━━ Dokumen Sumber

Demi terangkutnya bingkisan rendang sebanyak 260 kg, semua anggota rombongan diminta menenteng koper masing masing masuk kabin pesawat. Alhamdulillah, rendang terangkut aman dalam bagasi tanpa biaya tambahan over weight.
Nah, kembali ke soal musibah di Sigi. Doni dengan ekspresi yang sangat-sangat serius mengajak masyarakat dan aparat terkait untuk meningkatkan kesiapsiagaan.
Waspada bencana harus menjadi mentalitas bangsa Indonesia, termasuk warga Sigi. Karena negara kita memang rawan bencana, dan akan mengalami tragedi musibah yang berulang. Tinggal menunggu waktu, kecuali ada perubahan perilaku total, tidak menebang pohon dan mulai menanam pohon baru.
Doni benar. Sebab, kejadian banjir bandang dan longsor di Sigi, ternyata juga bencana berulang. Kejadian serupa terjadi tahun 2011, di tempat yang sama. Ketika itu bahkan menelan tujuh korban jiwa.
Sedangkan kejadian terakhir, dua orang meninggal. Gubernur Longki bahkan mengungkapkan salah satu korban meninggal ini masih kerabat dekat dengan korban meninggal tahun 2011.
Tak hanya menyerukan kewaspadaan, Doni bahkan menyiapkan dana Rp 2 miliar untuk program vegetasi. Dana itu diperuntukkan pembuatan bibit bagi penghijauan kembali lereng-lereng yang botak. Di lokasi banjir, Doni juga menyerahkan dana DSP sebesar 500 juta rupiah yang diterima langsung Bupati Sigi Irwan Lapata.
Sungguh benar. Sepanjang perjalanan dari Palu ke Sigi, Doni melihat dengan mata-kepala sendiri, betapa banyak kerusakan alam terjadi.
Pohon-pohon ditebang tanpa ada penanaman pohon baru. Apa yang akan terjadi di kemudian hari kalau bukan longsor?

━━━━
━━ Cuplikan Data

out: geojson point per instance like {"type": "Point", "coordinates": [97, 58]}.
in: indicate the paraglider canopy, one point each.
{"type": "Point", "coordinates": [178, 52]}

━━━━

Tulislah kelanjutan teks tentang banjir bandang dan longsor di Sigi, mulai dari sesudah kalimat terakhir yang ditampilkan.

▸ **Hasil Tugas**
Lebih miris perasaan Doni Monardo demi melihat langsung ke lokasi banjir bandang. Di sana, ia mendapati rongsokan sampah gelondongan kayu ukuran besar yang terbawa banjir bandang dan menerjang perumahan penduduk.
Yang membuat mata tertegun adalah, sebagian besar kayu-kayu yang tersapu banjir itu dalam bentuk potongan rapi. Hanya sedikit dahan dan batang pohon utuh.
Kesimpulannya, di atas sana terjadi penebangan pohon secara liar (illegal logging).
Tampak Doni menahan geram demi melihat kejadian di depan matanya. Doni menyerukan perlunya kesadaran kolektif untuk mengubah perilaku. Kesadaran kolektif yang bersumber dari hati.
"Percuma bicara penegakan hukum untuk illegal logging kalau bukan berangkat dari kesadaran masyarakat. Bisa-bisa, penegakan hukum illegal logging hanya akan membuat penjara penuh, tetapi tidak mengubah apa pun di lapangan," tegas Doni.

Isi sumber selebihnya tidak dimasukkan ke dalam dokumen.